▶ **Input rows**
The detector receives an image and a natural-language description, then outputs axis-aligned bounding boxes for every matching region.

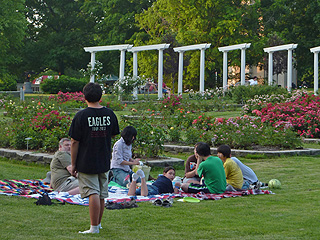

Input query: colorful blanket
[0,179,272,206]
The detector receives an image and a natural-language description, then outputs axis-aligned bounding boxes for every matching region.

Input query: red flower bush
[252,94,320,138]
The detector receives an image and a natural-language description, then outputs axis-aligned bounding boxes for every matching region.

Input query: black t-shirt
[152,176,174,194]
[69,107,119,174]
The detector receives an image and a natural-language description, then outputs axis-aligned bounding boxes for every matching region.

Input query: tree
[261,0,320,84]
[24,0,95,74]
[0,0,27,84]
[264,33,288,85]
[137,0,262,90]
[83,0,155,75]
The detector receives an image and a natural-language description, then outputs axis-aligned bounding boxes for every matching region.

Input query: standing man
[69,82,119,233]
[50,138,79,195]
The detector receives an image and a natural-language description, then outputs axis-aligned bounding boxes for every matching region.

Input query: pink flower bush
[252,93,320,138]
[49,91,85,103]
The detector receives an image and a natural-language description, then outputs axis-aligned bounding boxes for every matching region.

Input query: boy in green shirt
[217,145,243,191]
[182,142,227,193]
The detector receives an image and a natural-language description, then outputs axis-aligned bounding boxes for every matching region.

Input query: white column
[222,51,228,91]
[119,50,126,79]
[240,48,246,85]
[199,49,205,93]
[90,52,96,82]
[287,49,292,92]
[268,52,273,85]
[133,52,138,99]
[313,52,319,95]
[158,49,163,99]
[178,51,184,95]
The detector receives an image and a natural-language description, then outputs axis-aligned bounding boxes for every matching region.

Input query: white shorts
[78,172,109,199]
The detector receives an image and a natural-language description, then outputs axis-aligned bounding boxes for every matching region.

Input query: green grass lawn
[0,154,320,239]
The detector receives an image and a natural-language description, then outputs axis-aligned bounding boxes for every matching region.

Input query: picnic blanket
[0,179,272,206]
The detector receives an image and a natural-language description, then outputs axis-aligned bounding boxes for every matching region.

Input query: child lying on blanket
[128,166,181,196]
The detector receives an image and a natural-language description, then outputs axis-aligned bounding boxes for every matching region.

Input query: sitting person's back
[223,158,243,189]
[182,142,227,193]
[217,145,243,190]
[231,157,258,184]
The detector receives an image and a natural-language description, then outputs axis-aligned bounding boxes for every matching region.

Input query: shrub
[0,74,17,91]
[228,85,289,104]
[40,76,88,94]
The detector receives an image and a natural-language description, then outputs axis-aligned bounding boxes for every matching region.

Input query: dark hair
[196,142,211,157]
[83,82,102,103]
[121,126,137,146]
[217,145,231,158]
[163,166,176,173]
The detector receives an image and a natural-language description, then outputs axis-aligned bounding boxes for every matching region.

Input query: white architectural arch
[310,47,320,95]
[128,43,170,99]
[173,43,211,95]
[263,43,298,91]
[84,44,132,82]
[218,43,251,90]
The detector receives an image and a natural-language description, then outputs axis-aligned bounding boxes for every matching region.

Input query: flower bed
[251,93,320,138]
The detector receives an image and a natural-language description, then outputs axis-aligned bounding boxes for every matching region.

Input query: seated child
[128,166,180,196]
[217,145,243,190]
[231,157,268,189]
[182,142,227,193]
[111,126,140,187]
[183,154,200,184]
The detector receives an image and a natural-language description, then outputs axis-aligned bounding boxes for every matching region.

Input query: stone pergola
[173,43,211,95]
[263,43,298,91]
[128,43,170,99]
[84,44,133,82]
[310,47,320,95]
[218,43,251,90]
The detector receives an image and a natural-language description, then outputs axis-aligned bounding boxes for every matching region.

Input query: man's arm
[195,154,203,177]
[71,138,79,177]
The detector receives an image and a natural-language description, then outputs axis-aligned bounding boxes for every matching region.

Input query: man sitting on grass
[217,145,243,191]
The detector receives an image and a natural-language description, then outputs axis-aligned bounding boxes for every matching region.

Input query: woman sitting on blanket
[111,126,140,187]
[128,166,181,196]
==
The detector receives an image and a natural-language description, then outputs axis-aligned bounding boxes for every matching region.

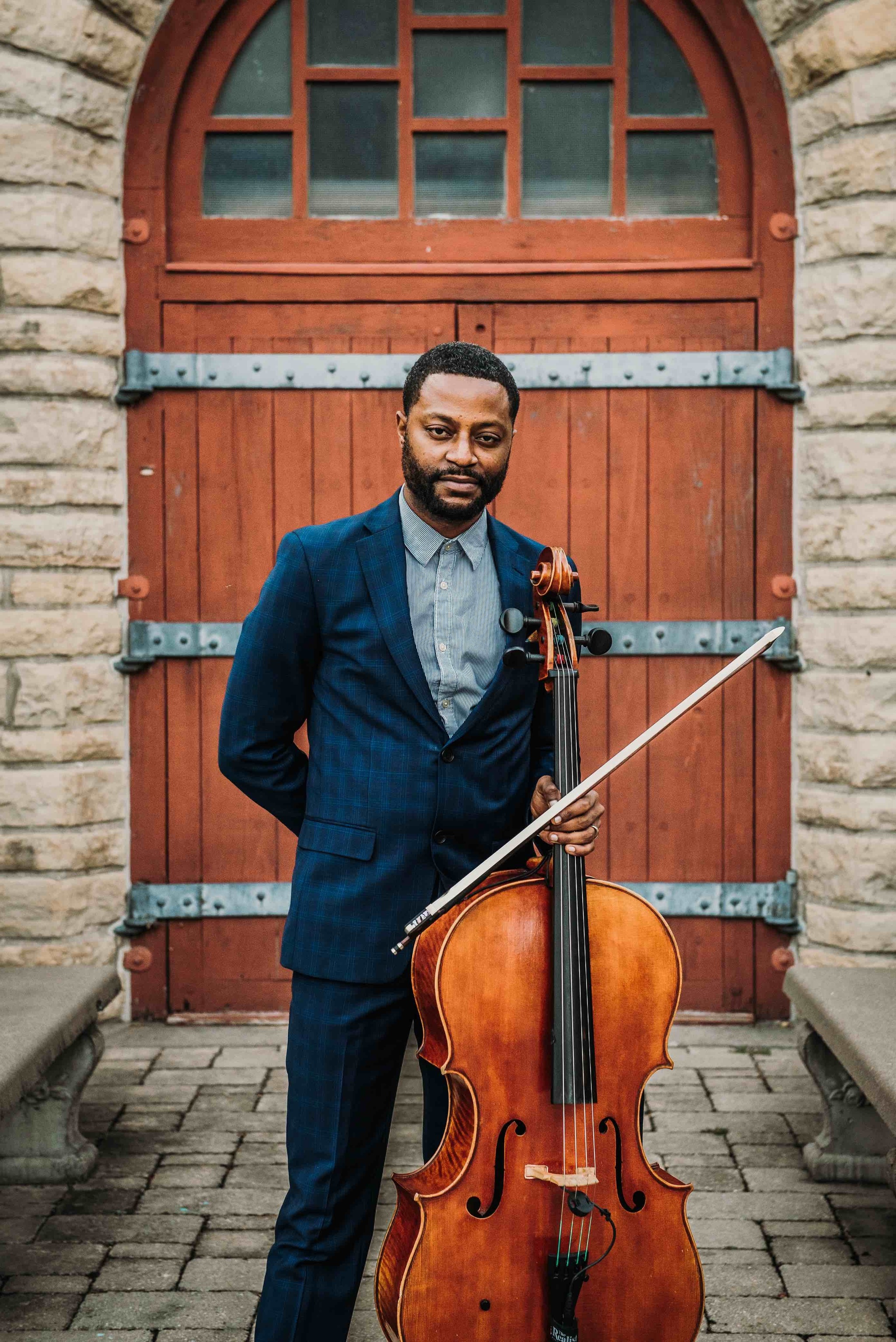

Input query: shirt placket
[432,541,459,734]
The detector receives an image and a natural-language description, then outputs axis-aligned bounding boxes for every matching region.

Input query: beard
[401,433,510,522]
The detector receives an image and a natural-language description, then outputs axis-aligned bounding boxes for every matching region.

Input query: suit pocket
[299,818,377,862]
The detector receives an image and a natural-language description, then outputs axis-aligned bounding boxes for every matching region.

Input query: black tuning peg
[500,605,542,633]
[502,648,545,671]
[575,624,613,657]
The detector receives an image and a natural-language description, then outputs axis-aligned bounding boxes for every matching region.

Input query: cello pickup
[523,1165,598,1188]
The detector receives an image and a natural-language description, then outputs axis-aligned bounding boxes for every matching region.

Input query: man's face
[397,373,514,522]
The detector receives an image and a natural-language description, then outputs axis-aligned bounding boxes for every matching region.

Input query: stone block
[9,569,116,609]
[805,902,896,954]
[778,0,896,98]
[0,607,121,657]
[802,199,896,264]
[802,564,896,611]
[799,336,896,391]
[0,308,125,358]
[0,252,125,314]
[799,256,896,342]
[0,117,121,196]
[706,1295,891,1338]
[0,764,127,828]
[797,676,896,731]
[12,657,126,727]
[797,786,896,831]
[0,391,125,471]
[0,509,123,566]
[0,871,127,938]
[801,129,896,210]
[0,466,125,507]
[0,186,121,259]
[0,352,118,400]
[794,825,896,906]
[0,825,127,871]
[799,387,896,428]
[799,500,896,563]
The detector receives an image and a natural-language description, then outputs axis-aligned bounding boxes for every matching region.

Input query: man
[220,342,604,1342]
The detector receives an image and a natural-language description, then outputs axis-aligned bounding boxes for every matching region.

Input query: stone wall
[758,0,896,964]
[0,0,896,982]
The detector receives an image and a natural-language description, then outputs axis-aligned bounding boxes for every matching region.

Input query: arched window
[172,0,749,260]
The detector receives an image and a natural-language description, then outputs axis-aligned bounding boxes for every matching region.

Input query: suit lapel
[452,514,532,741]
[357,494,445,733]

▶ **What is required**
Extract every line of the material above that contains the word "white", matching case exactly.

▶ **Final answer**
Input query: white column
Input query: white shorts
Input query: white architectural arch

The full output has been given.